++++ Textauszug ++++
In den Behörden wird intensiv diskutiert, ob jedem Hinweis zu potenziellen Gefahren, der im November vorlag, zu trauen war. Es gibt Stimmen, die eine gezielte Panikmache von Al Qaida befürchten. „Die hatten das Ziel, den deutschen Staat nervös zu machen“, vermutet ein Experte, „um Sicherheitskräfte zu binden und Kosten in Millionenhöhe zu verursachen.“ Es sei nicht auszuschließen, dass Al Qaida gezielte Desinformation verbreitet habe. Sowohl über die Quellen in Afghanistan und Pakistan, die den Amerikanern Hinweise gaben, als auch über jene Personen, mit denen die deutschen Sicherheitsbehörden zu tun haben. Das betrifft vor allem jenen mysteriösen, aus der Bundesrepublik stammenden Dschihadisten, der sich im November telefonisch beim Bundeskriminalamt meldete, womöglich aus dem afghanisch-pakistanischen Grenzgebiet.
++++
■ **Aufgaben**
a. Zitieren Sie aus dem Textauszug über die Terrorhinweise den Abschnitt zwischen „In den Behörden“ und „dem afghanisch-pakistanischen Grenzgebiet.“, beide eingeschlossen.
b. Welche Länder nennt der Textauszug über die Terrorhinweise als Substantiv beim Namen?
c. Schreiben Sie den Text über die Terrorhinweise vom November im Anschluss an seinen letzten Satz weiter.
++++ Gegebene Daten ++++
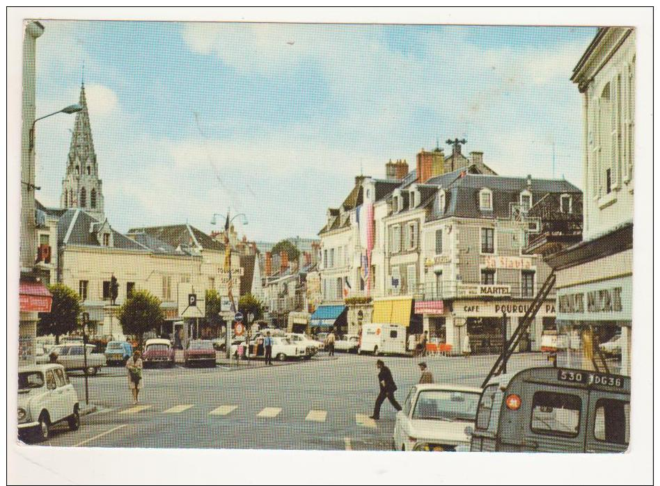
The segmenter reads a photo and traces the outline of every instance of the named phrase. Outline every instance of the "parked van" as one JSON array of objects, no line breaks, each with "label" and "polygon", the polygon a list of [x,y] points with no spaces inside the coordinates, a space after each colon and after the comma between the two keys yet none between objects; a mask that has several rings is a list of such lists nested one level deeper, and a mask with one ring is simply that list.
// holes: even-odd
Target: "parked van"
[{"label": "parked van", "polygon": [[398,324],[365,324],[358,352],[378,355],[406,354],[406,328]]},{"label": "parked van", "polygon": [[620,453],[629,435],[630,377],[530,368],[488,382],[470,450]]}]

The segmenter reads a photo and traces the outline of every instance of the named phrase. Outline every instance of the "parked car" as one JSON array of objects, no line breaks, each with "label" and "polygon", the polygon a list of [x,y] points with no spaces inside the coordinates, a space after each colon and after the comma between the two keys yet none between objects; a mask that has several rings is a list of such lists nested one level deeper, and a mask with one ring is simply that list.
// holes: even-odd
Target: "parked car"
[{"label": "parked car", "polygon": [[97,353],[96,346],[93,344],[87,345],[86,366],[84,351],[82,343],[80,344],[58,344],[53,346],[41,356],[36,357],[38,364],[45,364],[50,361],[50,354],[52,352],[57,353],[57,363],[64,366],[67,371],[84,371],[86,374],[93,376],[101,368],[106,366],[105,356]]},{"label": "parked car", "polygon": [[147,339],[142,353],[142,362],[145,366],[174,366],[174,348],[169,339]]},{"label": "parked car", "polygon": [[[232,345],[231,352],[234,356],[238,355],[238,346],[243,347],[243,355],[245,355],[245,343],[241,343],[237,345]],[[251,348],[253,349],[253,347]],[[286,361],[289,358],[304,358],[309,359],[313,353],[313,346],[301,346],[292,343],[288,338],[276,337],[273,338],[273,358],[278,361]],[[259,348],[257,355],[251,352],[251,357],[265,357],[265,351],[262,347]]]},{"label": "parked car", "polygon": [[335,350],[346,353],[357,353],[360,347],[360,337],[357,334],[344,334],[335,340]]},{"label": "parked car", "polygon": [[61,364],[37,364],[18,368],[18,436],[45,440],[50,428],[66,421],[71,430],[80,427],[78,395]]},{"label": "parked car", "polygon": [[[315,341],[307,334],[300,334],[298,332],[287,332],[285,336],[294,344],[298,344],[299,346],[304,346],[306,347],[311,346],[313,350],[311,356],[313,356],[317,353],[318,353],[319,350],[323,348],[322,343]],[[311,357],[311,356],[310,356],[310,357]]]},{"label": "parked car", "polygon": [[105,347],[105,360],[111,364],[125,364],[133,354],[133,346],[125,341],[111,341]]},{"label": "parked car", "polygon": [[620,356],[621,355],[621,334],[615,334],[614,337],[608,341],[602,343],[599,346],[600,350],[603,354],[608,356]]},{"label": "parked car", "polygon": [[197,339],[191,341],[183,352],[184,363],[187,366],[194,364],[215,366],[215,349],[210,341]]},{"label": "parked car", "polygon": [[393,448],[398,451],[467,451],[481,389],[423,384],[410,389],[397,413]]}]

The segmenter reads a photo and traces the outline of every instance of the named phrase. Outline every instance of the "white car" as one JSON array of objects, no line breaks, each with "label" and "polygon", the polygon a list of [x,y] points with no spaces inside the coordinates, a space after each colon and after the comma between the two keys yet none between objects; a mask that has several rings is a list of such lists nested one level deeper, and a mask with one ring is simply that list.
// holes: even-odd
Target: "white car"
[{"label": "white car", "polygon": [[480,388],[423,384],[410,389],[397,413],[396,451],[469,451]]},{"label": "white car", "polygon": [[360,347],[360,337],[357,334],[344,334],[335,340],[335,350],[347,353],[357,353]]},{"label": "white car", "polygon": [[600,350],[603,354],[611,356],[621,355],[621,334],[616,334],[609,341],[600,345]]},{"label": "white car", "polygon": [[45,440],[50,428],[66,421],[80,427],[78,395],[61,364],[36,364],[18,368],[18,435]]}]

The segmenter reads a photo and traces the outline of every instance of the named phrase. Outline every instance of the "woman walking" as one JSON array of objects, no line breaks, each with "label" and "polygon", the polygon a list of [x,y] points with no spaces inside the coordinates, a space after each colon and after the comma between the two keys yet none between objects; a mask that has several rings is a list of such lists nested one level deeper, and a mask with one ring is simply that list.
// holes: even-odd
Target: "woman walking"
[{"label": "woman walking", "polygon": [[142,389],[142,358],[138,350],[126,360],[126,368],[128,369],[128,388],[133,394],[133,405],[136,405],[138,394]]}]

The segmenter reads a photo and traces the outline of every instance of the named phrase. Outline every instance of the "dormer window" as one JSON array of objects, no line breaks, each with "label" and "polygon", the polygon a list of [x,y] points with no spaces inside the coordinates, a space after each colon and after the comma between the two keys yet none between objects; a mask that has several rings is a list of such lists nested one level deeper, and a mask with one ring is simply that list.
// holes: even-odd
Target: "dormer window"
[{"label": "dormer window", "polygon": [[482,211],[493,210],[493,192],[484,188],[479,192],[479,208]]},{"label": "dormer window", "polygon": [[570,194],[562,194],[560,198],[560,211],[567,214],[573,212],[573,198]]},{"label": "dormer window", "polygon": [[528,191],[524,191],[520,193],[520,205],[524,212],[527,212],[532,207],[532,193]]}]

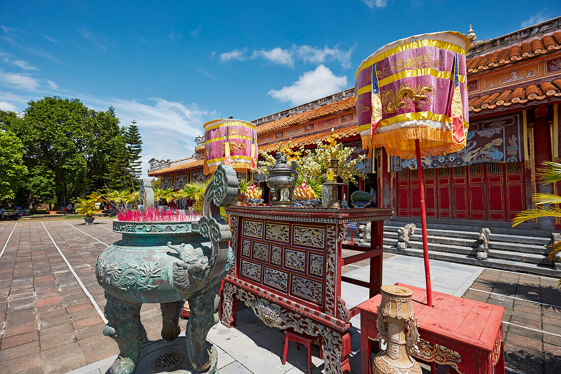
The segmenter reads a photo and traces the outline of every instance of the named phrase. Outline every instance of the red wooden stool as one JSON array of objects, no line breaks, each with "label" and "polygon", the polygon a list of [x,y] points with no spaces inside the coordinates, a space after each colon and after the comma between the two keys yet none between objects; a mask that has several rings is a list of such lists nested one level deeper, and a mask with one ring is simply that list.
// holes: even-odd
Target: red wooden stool
[{"label": "red wooden stool", "polygon": [[[292,330],[287,330],[284,331],[286,337],[284,338],[284,354],[282,357],[282,364],[286,363],[286,354],[288,350],[288,342],[292,340],[296,343],[296,349],[300,350],[300,343],[304,345],[308,349],[308,374],[312,374],[312,344],[316,339],[319,339],[318,336],[309,336],[308,335],[298,334]],[[318,340],[319,343],[319,358],[323,359],[323,352],[321,350],[321,342]]]}]

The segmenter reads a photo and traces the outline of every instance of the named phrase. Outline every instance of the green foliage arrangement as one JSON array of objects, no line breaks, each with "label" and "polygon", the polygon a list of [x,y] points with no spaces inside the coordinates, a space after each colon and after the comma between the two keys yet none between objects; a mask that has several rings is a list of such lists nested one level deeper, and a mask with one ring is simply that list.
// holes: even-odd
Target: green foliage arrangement
[{"label": "green foliage arrangement", "polygon": [[87,218],[91,218],[97,214],[98,211],[98,207],[93,199],[80,199],[76,208],[77,214]]},{"label": "green foliage arrangement", "polygon": [[[546,161],[543,165],[545,167],[538,170],[542,185],[561,181],[561,163]],[[532,197],[532,202],[536,206],[546,204],[561,204],[561,196],[553,194],[536,193]],[[523,222],[542,217],[561,217],[561,208],[539,206],[523,211],[514,216],[512,220],[512,227]],[[561,252],[561,241],[556,241],[549,246],[548,257],[550,259],[553,260],[555,255],[559,252]],[[559,285],[561,286],[561,279],[559,281]]]},{"label": "green foliage arrangement", "polygon": [[0,201],[13,199],[27,173],[24,144],[13,133],[0,129]]}]

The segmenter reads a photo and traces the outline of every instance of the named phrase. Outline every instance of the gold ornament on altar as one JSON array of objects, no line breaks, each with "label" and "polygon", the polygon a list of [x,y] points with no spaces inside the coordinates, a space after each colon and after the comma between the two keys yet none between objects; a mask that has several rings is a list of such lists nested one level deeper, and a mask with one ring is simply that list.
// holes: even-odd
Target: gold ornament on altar
[{"label": "gold ornament on altar", "polygon": [[400,286],[382,286],[376,329],[378,339],[387,345],[374,357],[375,374],[421,374],[421,367],[409,355],[419,341],[417,319],[411,299],[413,291]]}]

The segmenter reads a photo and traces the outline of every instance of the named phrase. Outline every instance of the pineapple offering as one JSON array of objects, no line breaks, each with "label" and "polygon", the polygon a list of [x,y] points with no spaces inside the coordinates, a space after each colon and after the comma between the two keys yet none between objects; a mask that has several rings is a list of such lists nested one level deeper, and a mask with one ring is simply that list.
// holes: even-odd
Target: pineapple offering
[{"label": "pineapple offering", "polygon": [[293,193],[295,197],[298,200],[315,200],[315,193],[311,186],[309,186],[305,182],[302,182],[298,187],[294,189]]},{"label": "pineapple offering", "polygon": [[247,188],[243,195],[247,202],[254,207],[263,202],[263,199],[261,198],[263,195],[263,190],[256,188],[252,183]]}]

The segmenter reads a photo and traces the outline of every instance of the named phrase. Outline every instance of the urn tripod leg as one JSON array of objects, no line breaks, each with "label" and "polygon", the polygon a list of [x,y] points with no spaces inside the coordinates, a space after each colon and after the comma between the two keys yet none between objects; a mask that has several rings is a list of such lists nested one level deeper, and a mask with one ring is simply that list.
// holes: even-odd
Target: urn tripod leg
[{"label": "urn tripod leg", "polygon": [[162,337],[168,341],[177,339],[181,332],[178,322],[183,304],[182,300],[160,304],[162,309]]},{"label": "urn tripod leg", "polygon": [[105,293],[104,314],[108,320],[103,335],[113,338],[119,346],[119,355],[109,368],[111,374],[132,372],[140,354],[142,330],[141,304],[129,303]]},{"label": "urn tripod leg", "polygon": [[188,299],[191,314],[186,334],[187,352],[191,364],[199,371],[211,372],[211,366],[216,363],[216,350],[206,344],[206,335],[218,322],[219,287],[219,284],[209,288]]}]

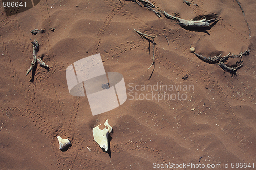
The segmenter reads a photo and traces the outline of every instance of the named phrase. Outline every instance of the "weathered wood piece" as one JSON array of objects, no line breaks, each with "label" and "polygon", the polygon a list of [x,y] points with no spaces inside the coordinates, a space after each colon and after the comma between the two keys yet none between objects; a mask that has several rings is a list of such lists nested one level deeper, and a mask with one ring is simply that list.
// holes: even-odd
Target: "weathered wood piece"
[{"label": "weathered wood piece", "polygon": [[210,27],[211,23],[218,20],[215,19],[206,20],[206,19],[204,19],[200,20],[188,20],[172,16],[165,11],[163,12],[163,14],[167,18],[177,20],[180,26],[186,27]]},{"label": "weathered wood piece", "polygon": [[49,66],[46,65],[44,61],[42,61],[42,59],[40,58],[37,58],[36,57],[36,53],[39,50],[39,44],[38,41],[35,39],[34,42],[32,41],[31,43],[33,44],[33,53],[32,56],[33,59],[31,63],[30,64],[30,67],[29,69],[27,71],[27,73],[26,74],[26,76],[28,75],[33,68],[35,66],[35,65],[36,63],[36,61],[38,62],[41,65],[45,66],[48,68],[49,68]]},{"label": "weathered wood piece", "polygon": [[[140,31],[139,31],[135,30],[135,29],[133,29],[134,30],[134,31],[136,31],[136,33],[140,34],[140,35],[143,36],[145,37],[146,38],[151,37],[152,39],[152,43],[153,43],[153,45],[152,45],[153,46],[153,52],[152,52],[152,53],[153,53],[153,56],[152,57],[152,63],[151,63],[151,65],[150,65],[150,67],[148,67],[148,68],[147,69],[147,71],[148,71],[150,68],[151,67],[151,66],[153,64],[154,65],[154,68],[155,68],[155,64],[155,64],[155,42],[154,42],[154,38],[155,38],[155,37],[153,36],[152,35],[148,35],[148,34],[142,33]],[[152,73],[153,72],[153,71],[154,71],[154,69],[153,69],[153,71],[152,71]],[[152,73],[151,73],[151,75],[152,75]],[[150,78],[151,77],[151,75],[149,79],[150,79]]]}]

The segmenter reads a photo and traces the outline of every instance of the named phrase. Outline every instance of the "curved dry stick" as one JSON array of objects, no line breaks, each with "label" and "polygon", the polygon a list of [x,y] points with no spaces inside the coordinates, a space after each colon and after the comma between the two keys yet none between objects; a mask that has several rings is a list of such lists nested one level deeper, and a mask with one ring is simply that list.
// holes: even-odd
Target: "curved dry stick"
[{"label": "curved dry stick", "polygon": [[136,33],[140,34],[140,35],[144,36],[146,37],[146,38],[149,37],[152,39],[152,43],[153,44],[153,45],[152,45],[153,46],[153,53],[152,53],[153,54],[153,56],[152,57],[152,63],[151,63],[151,65],[150,65],[150,67],[147,69],[147,71],[148,71],[148,70],[151,67],[152,65],[154,65],[153,70],[152,71],[152,72],[151,73],[151,75],[150,75],[150,78],[148,79],[150,79],[150,78],[151,77],[151,76],[152,76],[152,74],[153,73],[154,70],[155,69],[155,42],[154,42],[154,38],[155,38],[155,37],[153,36],[152,35],[147,35],[146,34],[142,33],[140,31],[139,31],[135,30],[135,29],[133,29],[134,30],[134,31],[135,31],[135,32]]}]

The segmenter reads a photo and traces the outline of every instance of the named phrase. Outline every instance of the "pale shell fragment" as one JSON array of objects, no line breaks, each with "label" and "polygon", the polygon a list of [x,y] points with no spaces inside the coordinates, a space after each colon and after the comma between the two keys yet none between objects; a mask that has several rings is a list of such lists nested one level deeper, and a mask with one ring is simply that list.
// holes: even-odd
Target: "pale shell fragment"
[{"label": "pale shell fragment", "polygon": [[98,125],[93,129],[93,138],[95,142],[100,147],[108,151],[108,135],[112,131],[112,127],[110,126],[108,122],[109,120],[105,122],[105,128],[100,129]]},{"label": "pale shell fragment", "polygon": [[70,143],[70,141],[69,140],[69,139],[62,139],[60,136],[57,136],[57,138],[59,140],[59,149],[62,149],[66,147],[67,147],[68,145],[70,145],[71,144]]}]

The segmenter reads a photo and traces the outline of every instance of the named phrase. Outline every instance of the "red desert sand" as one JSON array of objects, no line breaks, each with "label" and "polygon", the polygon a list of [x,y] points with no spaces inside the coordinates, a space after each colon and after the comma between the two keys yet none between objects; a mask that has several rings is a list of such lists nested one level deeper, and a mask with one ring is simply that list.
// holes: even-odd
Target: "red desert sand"
[{"label": "red desert sand", "polygon": [[[150,1],[155,8],[141,0],[41,1],[9,16],[1,4],[0,169],[256,168],[256,1]],[[186,28],[164,11],[217,20]],[[148,70],[152,39],[134,29],[155,37]],[[49,68],[37,63],[25,76],[35,39]],[[227,59],[227,67],[243,64],[229,72],[190,46],[207,57],[250,52]],[[127,99],[93,116],[86,96],[69,94],[65,71],[98,53],[106,72],[123,76]],[[92,133],[106,119],[108,152]],[[58,136],[71,144],[59,150]]]}]

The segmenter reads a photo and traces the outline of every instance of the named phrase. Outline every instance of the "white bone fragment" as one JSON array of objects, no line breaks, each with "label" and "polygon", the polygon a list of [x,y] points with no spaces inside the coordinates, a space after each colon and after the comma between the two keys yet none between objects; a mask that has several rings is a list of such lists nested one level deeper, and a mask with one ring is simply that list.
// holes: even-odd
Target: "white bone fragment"
[{"label": "white bone fragment", "polygon": [[100,147],[105,149],[105,151],[108,151],[108,135],[112,131],[112,128],[110,126],[108,123],[109,120],[105,122],[105,128],[104,129],[100,129],[98,125],[93,129],[93,135],[94,140]]},{"label": "white bone fragment", "polygon": [[60,136],[57,136],[57,138],[59,140],[59,149],[62,149],[66,146],[71,144],[69,139],[62,139]]}]

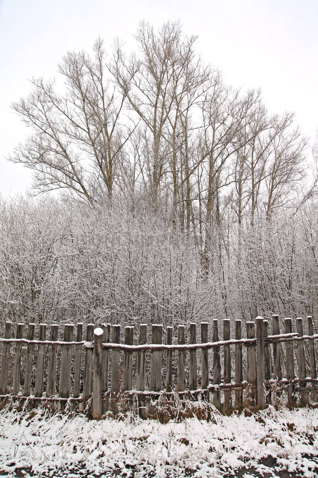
++++
■ **Lösungen**
a.
In den Behörden wird intensiv diskutiert, ob jedem Hinweis zu potenziellen Gefahren, der im November vorlag, zu trauen war. Es gibt Stimmen, die eine gezielte Panikmache von Al Qaida befürchten. „Die hatten das Ziel, den deutschen Staat nervös zu machen“, vermutet ein Experte, „um Sicherheitskräfte zu binden und Kosten in Millionenhöhe zu verursachen.“ Es sei nicht auszuschließen, dass Al Qaida gezielte Desinformation verbreitet habe. Sowohl über die Quellen in Afghanistan und Pakistan, die den Amerikanern Hinweise gaben, als auch über jene Personen, mit denen die deutschen Sicherheitsbehörden zu tun haben. Das betrifft vor allem jenen mysteriösen, aus der Bundesrepublik stammenden Dschihadisten, der sich im November telefonisch beim Bundeskriminalamt meldete, womöglich aus dem afghanisch-pakistanischen Grenzgebiet.

b. Afghanistan, Pakistan, Bundesrepublik

c.
Der Mann hatte unter anderem berichtet, Al Qaida wolle im Stil des Angriffs auf Mumbai den Reichstag attackieren. Eine grauenhafte Vorstellung – in der indischen Hafenstadt hatte ein Terrorkommando im November 2008 drei Tage lang gewütet, Hotels und andere Gebäude angegriffen, Geiseln genommen und am Ende mehr als 170 Menschen getötet. Der Gedanke, ein ähnliches Szenario könnte in Berlin bevorstehen, machte selbst Sicherheitsexperten mit langjähriger Erfahrung kribbelig. Außerdem gab der Anrufer den Hinweis, es seien bereits zwei Dschihadisten nach Deutschland gekommen, möglicherweise in die Region Berlin, und warteten nur noch auf Zünder und eine E-Mail, die den Befehl zum Losschlagen übermittelt. Doch die beiden Männer wurden nicht gefunden. Ob es sie überhaupt gibt, bleibt offen.

Hat der Dschihadist dem BKA dennoch die Wahrheit gesagt? Oder hat er die Behörde mit falschen Informationen gefüttert? Könnte es sogar sein, dass Al Qaida die als wenig kampfkräftig geltenden Dschihadisten aus Deutschland lieber da einsetzt, wo sie noch am ehesten nutzen können: bei der Weitergabe falscher Informationen, die den Psychokrieg anheizen sollen? Solche Überlegungen sind immer wieder bei Sicherheitsexperten zu hören. Doch verifizieren kann die Theorien bislang niemand. Und einige Fachleute betonen, angesichts der Details in den Hinweisen des Dschihadisten sei Desinformation eher unwahrscheinlich.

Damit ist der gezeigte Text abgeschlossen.